DATA IN THIS EXERCISE
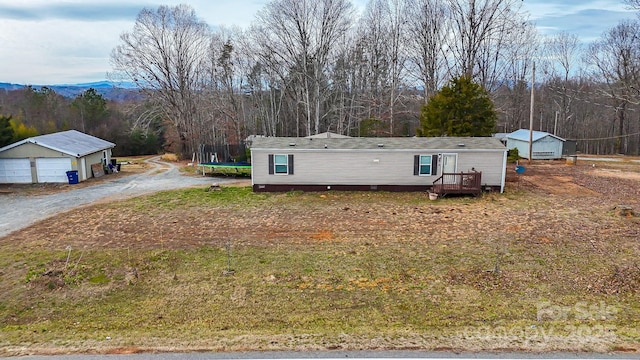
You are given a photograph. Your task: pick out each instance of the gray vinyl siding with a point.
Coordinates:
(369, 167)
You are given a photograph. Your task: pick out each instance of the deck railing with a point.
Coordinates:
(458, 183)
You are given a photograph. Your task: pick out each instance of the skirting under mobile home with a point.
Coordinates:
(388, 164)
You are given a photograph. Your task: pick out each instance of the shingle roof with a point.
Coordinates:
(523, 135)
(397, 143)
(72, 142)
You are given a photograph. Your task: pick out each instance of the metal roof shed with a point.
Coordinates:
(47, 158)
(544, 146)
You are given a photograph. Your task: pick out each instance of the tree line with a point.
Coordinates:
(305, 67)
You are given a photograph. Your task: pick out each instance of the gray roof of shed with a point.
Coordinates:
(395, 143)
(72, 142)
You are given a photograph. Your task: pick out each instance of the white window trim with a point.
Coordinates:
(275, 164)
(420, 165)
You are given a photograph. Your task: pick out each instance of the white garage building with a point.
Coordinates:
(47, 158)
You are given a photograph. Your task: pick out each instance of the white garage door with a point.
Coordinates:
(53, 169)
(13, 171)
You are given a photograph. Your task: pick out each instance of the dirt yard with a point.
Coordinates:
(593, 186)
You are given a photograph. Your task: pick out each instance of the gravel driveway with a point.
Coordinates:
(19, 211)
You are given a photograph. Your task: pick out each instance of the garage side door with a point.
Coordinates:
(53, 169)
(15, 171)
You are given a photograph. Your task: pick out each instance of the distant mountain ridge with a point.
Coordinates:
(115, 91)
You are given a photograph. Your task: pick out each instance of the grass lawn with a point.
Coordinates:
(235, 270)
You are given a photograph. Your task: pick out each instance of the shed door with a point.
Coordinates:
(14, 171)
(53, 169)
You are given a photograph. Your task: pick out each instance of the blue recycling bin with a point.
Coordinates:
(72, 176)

YOUR GOAL
Repeat the records above verbatim, with no pictures in the result.

ANSWER
You are given a photograph. Your task: pick out each instance of the gray vinyl siding with a point.
Coordinates:
(369, 167)
You are given a photograph. Your task: pick out each instance of the deck railing with a point.
Coordinates:
(458, 183)
You are given a photograph. Your task: pick out each instance of the skirting under mobile home with a point.
Coordinates:
(388, 164)
You are given a photograph. Your task: pick out each instance of the shingle roof with a point.
Coordinates:
(523, 135)
(397, 143)
(72, 142)
You are given a photograph. Your task: pick out each instance of the metal roof shed with a point.
Coordinates:
(47, 158)
(544, 146)
You are given a photograph. Your task: pick out each instance of the tree line with a point.
Coordinates:
(305, 67)
You are given a photograph. Your task: pick out each instance of the gray roof of shed with a point.
Coordinates:
(395, 143)
(72, 142)
You are given a photograph. Your task: pick out each instance of the white window trim with a point.
Coordinates:
(275, 164)
(420, 165)
You are given a photograph. Your task: pick out each instance of the white garage building with a point.
Coordinates:
(47, 158)
You are given a photograph. Your task: pick out each instance of the white garage door with a point.
Coordinates:
(53, 169)
(13, 171)
You are given a photograph. Your task: pick out each instance of the dirt yard with a point.
Coordinates:
(593, 186)
You are given a photograph. Your task: pick out each instance of the gravel driveway with a point.
Coordinates:
(19, 211)
You are given a photograph. Your task: pick out each instance of the garage side door with a point.
Coordinates:
(53, 169)
(15, 171)
You are given a photograph. Your task: pick out each instance of the distant mountain ridge with a point.
Coordinates:
(115, 91)
You are given a photograph. Your task: pick out each instance of the grass lawn with a point.
Coordinates:
(235, 270)
You are given a photograph. Your task: pick out each instance of the shed door with a point.
Coordinates:
(14, 171)
(53, 169)
You are given a photograph. Your task: pick out each instance of the blue recycling bin with a point.
Coordinates:
(72, 176)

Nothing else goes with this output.